%%
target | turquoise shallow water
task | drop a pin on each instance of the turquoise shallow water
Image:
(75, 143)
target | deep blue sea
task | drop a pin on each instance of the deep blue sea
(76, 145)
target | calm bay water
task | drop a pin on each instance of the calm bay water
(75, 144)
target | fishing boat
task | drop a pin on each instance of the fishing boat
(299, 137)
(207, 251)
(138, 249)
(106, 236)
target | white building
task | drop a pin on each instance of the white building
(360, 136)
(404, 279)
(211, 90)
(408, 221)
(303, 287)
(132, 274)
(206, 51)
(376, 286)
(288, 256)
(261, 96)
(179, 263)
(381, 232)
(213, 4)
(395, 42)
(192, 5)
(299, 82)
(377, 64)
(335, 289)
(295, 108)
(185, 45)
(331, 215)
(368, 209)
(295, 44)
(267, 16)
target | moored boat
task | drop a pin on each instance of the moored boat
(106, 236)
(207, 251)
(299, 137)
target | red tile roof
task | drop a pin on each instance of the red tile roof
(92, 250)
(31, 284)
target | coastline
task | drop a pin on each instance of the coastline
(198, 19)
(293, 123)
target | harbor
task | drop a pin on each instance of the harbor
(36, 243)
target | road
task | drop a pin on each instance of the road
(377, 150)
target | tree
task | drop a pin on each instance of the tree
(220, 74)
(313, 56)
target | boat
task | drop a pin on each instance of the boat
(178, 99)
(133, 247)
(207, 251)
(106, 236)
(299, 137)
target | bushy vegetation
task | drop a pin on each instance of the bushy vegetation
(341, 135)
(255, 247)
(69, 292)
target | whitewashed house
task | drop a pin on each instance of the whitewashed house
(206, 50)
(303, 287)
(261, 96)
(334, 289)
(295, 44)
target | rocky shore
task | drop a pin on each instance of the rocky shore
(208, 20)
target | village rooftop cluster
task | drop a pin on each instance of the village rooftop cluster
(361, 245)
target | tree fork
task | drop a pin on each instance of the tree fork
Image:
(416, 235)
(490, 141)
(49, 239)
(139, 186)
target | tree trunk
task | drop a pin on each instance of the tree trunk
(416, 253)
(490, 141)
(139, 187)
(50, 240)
%%
• [Prompt] The full set of entries above needs to be restated word for word.

• [Expected output]
target | turquoise shallow water
task | drop a pin on each instance of the turquoise shallow water
Image:
(75, 143)
target | deep blue sea
task | drop a pin on each instance of the deep blue sea
(76, 145)
target | calm bay water
task | drop a pin on each instance of the calm bay water
(75, 144)
target | fishing boat
task | drop a pin on each instance of the fishing boat
(299, 137)
(207, 251)
(138, 249)
(106, 236)
target | white building
task | drop a pin on each instance of the white building
(360, 136)
(404, 279)
(211, 90)
(408, 221)
(303, 287)
(132, 274)
(206, 51)
(376, 286)
(288, 256)
(261, 96)
(179, 263)
(381, 232)
(213, 4)
(395, 42)
(192, 5)
(299, 82)
(377, 64)
(335, 289)
(295, 108)
(185, 45)
(331, 215)
(368, 209)
(295, 44)
(267, 16)
target | moored boat
task | drop a pin on each instance of the moored boat
(106, 236)
(207, 251)
(299, 137)
target | red tile roof
task | drop a pin on each instance of the red tile roof
(92, 250)
(31, 284)
target | coastline
task | drop a pin on each instance of the coastline
(198, 19)
(293, 123)
target | harbor
task | drop a pin on each instance of the harbor
(36, 243)
target | road
task | drop a pin on each instance of the road
(377, 150)
target | tree
task | drop a pin on each instance of the tree
(220, 74)
(313, 56)
target | boat
task | drop a pin on each instance of the boat
(178, 99)
(133, 247)
(207, 251)
(106, 236)
(299, 137)
target | bushy vegetation
task | drop a pin on each instance of the bushy vegetation
(341, 135)
(255, 247)
(69, 292)
target | whitewashed house
task | drop a pin on each instance of the whitewashed house
(206, 50)
(303, 287)
(261, 96)
(334, 289)
(295, 44)
target | rocky shore
task | drop a pin on each instance of the rocky shore
(208, 20)
target | village rooftop cluster
task | drop a pin on each instance of the village rooftop cluster
(361, 245)
target | tree fork
task | drop a pin on each instance of the tree fork
Image:
(416, 235)
(490, 141)
(49, 239)
(139, 186)
target | tree trunk
task | drop a pin on each instance of the tree trunk
(416, 253)
(490, 141)
(139, 187)
(50, 240)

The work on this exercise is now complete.